PASSAGE TO READ:
%%

Worcestershire has a rich and diverse arts scene and here are some of the best venues to visit. Even if the name Sir Edward Elgar is unfamiliar to you, you’ll have heard his music. From rousing renditions of Land of Hope and Glory at the Last Night of the Proms to the stirring strains of Nimrod from Enigma Variations, Worcester’s favourite son’s works are part of Britain’s cultural landscape. Wherever you visit in Worcestershire, Elgar’s influence is rarely far away. There is an Elgar Route to follow which includes his birthplace in the village of Lower Broadheath and the Malvern Hills which inspired him. A statue opposite Worcester Cathedral plus a retail park, cafe and businesses all bear his name.

It is hardly surprising that music plays a central role in many of the county’s cultural events including the Three Choirs Festival, Worcester Music Festival and Upton Jazz Festival. Completing the holy trinity of annual music events is Upton Jazz Festival, a four-day celebration of jazz, swing and blues with a dash of jive, boogie woogie and modern held in June. The Best of Young Jazz shows off the exceptional talents of young players across the Midlands.

%%

SOURCE MATERIAL:

%%

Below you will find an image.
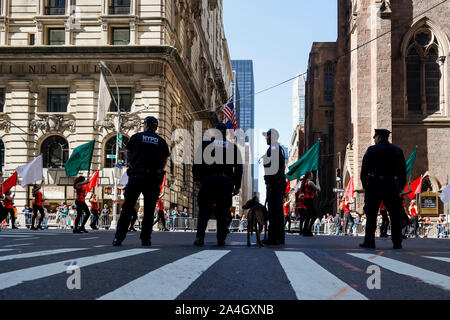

%%

EXERCISE DETAILS: List every style of music that the Worcestershire arts passage says is featured at Upton Jazz Festival. You can complete the work here without the listing.

ANSWER TO THIS EXERCISE:
- jazz
- swing
- blues
- jive
- boogie woogie
- modern